◆ How to complete this task ◆
In the records below, begin at the line containing "task | drop a pin on each instance of the background" and end at the line containing "target | black spot on wing"; quote every line in that span exactly, including both boundary lines, and no others.

(Beginning of Extracted material)

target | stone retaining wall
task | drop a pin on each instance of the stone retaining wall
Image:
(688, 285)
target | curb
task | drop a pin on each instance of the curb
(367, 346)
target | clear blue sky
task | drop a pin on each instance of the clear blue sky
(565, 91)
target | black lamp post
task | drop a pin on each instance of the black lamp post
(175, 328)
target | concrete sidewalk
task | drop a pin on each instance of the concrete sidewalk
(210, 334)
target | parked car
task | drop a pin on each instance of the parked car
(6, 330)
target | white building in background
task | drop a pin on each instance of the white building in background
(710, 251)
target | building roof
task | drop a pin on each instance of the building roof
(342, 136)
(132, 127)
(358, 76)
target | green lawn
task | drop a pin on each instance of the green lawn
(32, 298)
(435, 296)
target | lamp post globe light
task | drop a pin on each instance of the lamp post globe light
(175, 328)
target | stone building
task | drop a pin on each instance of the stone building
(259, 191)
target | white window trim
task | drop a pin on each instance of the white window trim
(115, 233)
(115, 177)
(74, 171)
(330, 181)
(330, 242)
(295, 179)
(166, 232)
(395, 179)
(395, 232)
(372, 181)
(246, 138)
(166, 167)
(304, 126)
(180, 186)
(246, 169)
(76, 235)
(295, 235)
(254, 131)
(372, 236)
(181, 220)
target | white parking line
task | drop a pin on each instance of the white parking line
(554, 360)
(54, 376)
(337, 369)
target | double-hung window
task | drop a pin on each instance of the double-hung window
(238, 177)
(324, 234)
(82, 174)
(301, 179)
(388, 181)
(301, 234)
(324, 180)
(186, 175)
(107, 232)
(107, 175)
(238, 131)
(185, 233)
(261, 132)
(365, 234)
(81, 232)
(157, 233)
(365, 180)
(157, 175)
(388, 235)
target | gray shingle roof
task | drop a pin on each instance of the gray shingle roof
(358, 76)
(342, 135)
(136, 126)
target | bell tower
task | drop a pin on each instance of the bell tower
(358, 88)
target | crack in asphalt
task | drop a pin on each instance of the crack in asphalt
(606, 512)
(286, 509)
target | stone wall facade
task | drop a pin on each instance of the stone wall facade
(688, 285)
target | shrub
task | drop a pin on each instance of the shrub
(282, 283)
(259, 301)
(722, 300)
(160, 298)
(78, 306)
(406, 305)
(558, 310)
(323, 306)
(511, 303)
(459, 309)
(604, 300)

(End of Extracted material)
(Beginning of Extracted material)

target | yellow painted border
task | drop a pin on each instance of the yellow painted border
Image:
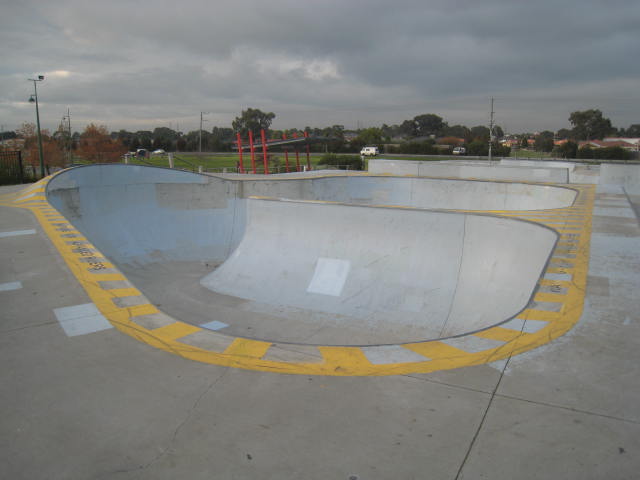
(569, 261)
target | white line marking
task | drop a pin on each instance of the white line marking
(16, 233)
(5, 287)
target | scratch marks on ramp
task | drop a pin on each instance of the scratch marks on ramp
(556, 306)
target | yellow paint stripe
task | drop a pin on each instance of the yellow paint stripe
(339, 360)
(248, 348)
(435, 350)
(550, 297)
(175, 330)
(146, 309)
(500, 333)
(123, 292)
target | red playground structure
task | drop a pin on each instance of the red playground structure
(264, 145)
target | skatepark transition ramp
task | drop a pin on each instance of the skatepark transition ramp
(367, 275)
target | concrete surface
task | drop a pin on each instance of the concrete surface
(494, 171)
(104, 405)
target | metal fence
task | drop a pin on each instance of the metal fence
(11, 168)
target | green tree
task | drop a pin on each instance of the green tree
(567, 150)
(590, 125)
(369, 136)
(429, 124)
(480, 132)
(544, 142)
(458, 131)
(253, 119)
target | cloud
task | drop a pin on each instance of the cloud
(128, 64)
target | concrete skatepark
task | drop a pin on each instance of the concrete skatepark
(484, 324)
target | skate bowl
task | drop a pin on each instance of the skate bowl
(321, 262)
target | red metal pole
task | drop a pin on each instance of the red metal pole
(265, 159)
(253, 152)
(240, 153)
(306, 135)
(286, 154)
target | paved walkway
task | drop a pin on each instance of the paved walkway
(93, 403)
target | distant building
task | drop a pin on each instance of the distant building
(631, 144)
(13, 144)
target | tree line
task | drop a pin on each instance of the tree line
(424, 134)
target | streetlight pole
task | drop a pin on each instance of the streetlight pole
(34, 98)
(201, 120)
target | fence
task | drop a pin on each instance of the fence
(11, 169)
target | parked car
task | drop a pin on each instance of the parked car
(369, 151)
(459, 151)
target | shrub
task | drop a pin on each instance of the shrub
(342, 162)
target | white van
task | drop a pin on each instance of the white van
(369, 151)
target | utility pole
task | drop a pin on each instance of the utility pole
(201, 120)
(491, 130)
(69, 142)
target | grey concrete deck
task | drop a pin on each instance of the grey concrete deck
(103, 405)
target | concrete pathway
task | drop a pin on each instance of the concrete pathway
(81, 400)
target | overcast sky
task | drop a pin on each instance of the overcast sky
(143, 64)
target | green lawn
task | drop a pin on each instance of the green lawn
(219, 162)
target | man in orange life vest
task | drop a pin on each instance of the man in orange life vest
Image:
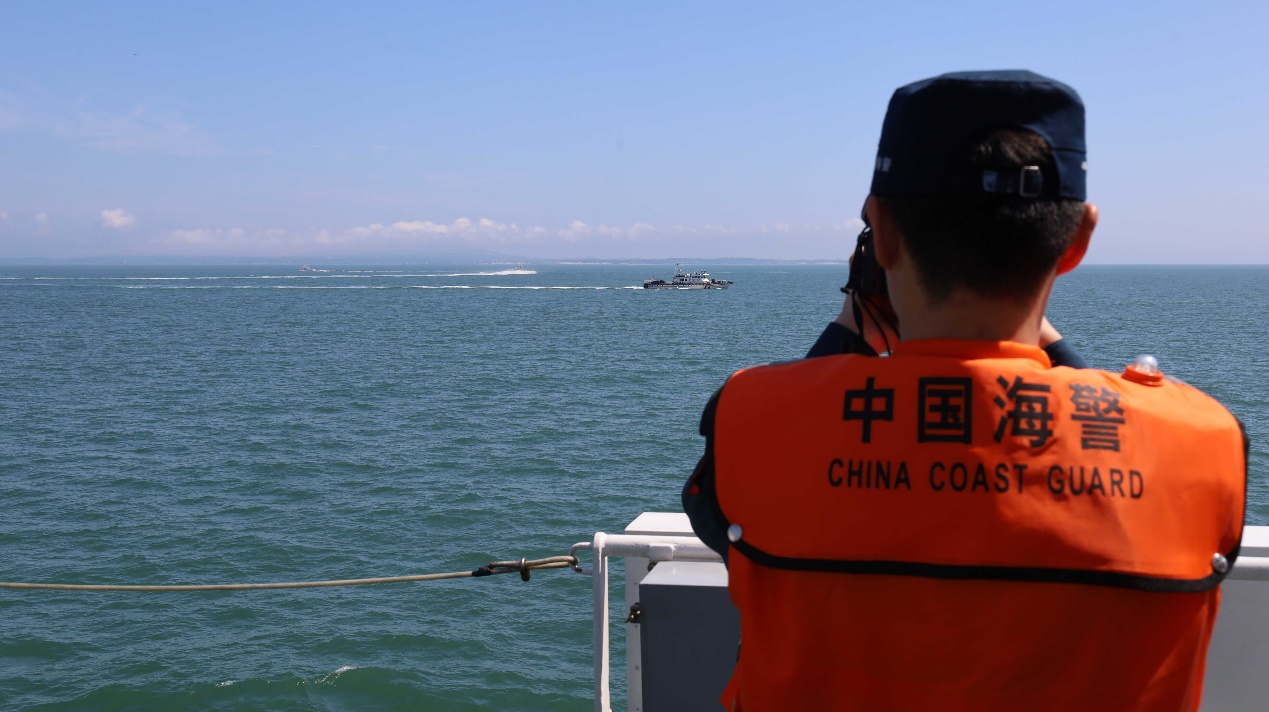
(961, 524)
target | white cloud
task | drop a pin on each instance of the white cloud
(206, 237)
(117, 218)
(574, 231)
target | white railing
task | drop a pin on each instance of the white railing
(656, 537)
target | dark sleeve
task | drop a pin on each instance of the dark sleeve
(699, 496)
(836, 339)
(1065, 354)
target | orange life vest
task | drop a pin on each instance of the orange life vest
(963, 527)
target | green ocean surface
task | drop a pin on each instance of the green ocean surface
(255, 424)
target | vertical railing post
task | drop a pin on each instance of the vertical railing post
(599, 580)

(End of Extracted material)
(Beginning of Extracted material)

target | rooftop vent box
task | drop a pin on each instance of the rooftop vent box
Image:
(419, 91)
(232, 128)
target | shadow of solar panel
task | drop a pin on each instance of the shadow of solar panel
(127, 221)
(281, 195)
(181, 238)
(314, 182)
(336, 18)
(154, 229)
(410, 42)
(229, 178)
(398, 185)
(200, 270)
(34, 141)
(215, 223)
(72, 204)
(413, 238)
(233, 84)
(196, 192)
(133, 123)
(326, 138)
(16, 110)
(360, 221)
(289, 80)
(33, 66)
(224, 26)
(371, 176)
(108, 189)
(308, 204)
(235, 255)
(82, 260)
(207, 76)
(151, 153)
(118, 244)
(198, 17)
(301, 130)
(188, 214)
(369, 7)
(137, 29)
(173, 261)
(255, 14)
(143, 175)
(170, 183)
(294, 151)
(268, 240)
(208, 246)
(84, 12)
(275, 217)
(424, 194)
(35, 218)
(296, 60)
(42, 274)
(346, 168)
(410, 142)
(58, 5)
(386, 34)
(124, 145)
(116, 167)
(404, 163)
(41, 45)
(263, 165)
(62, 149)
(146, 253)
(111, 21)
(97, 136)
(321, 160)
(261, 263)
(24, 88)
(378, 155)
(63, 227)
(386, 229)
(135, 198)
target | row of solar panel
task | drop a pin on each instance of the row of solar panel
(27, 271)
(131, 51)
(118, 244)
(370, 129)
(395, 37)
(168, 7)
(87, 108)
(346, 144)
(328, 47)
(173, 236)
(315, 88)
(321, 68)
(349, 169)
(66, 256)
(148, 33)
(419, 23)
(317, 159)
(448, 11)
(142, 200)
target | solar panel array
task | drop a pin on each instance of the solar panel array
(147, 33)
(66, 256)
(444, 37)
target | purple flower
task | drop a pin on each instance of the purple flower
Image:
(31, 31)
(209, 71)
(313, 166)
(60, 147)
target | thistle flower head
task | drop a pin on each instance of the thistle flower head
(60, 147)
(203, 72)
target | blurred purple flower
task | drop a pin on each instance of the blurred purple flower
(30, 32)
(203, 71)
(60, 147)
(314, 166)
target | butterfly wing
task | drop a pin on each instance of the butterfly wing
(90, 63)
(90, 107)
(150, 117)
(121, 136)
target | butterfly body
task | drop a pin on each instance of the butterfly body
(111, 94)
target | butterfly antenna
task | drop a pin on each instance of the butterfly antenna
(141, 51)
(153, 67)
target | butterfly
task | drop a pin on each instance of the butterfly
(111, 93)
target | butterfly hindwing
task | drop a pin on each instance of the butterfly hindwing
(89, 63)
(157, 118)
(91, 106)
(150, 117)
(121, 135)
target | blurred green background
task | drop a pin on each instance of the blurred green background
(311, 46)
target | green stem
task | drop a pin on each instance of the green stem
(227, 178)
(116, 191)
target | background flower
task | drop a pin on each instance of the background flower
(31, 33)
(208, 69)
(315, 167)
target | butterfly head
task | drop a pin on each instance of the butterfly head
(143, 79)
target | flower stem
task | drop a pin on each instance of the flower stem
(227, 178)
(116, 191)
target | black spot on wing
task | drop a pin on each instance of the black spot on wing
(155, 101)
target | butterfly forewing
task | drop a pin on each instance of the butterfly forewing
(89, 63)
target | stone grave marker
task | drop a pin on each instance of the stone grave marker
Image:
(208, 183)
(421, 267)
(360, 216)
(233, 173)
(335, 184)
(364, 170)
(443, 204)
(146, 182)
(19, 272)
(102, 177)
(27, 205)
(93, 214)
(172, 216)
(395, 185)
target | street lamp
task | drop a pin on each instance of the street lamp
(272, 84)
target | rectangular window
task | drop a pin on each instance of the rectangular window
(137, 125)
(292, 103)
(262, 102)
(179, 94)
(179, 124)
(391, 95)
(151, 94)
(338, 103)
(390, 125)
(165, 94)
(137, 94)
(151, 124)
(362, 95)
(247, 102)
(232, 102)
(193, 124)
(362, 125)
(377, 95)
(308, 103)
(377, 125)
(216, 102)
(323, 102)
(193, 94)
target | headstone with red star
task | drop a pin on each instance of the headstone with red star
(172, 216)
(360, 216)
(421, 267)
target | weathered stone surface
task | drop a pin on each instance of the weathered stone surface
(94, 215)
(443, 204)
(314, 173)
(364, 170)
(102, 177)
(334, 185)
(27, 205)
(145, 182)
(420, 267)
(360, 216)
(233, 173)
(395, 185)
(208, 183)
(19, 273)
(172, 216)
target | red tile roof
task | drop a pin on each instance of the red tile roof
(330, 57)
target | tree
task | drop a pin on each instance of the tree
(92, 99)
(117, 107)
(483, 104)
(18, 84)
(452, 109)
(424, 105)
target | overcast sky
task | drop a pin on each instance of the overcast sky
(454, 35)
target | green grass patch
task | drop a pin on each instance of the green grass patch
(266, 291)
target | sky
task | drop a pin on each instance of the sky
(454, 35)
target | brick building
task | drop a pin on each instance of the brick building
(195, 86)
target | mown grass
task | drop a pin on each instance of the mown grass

(End of Extracted material)

◆ Written answer ◆
task | drop a pin on each instance of the background flower
(31, 33)
(208, 69)
(315, 167)
target | butterfly head
task | drop a pin on each instance of the butterfly head
(143, 79)
target | flower stem
task | drop a pin on each instance of the flower stem
(227, 178)
(116, 191)
target | black spot on wing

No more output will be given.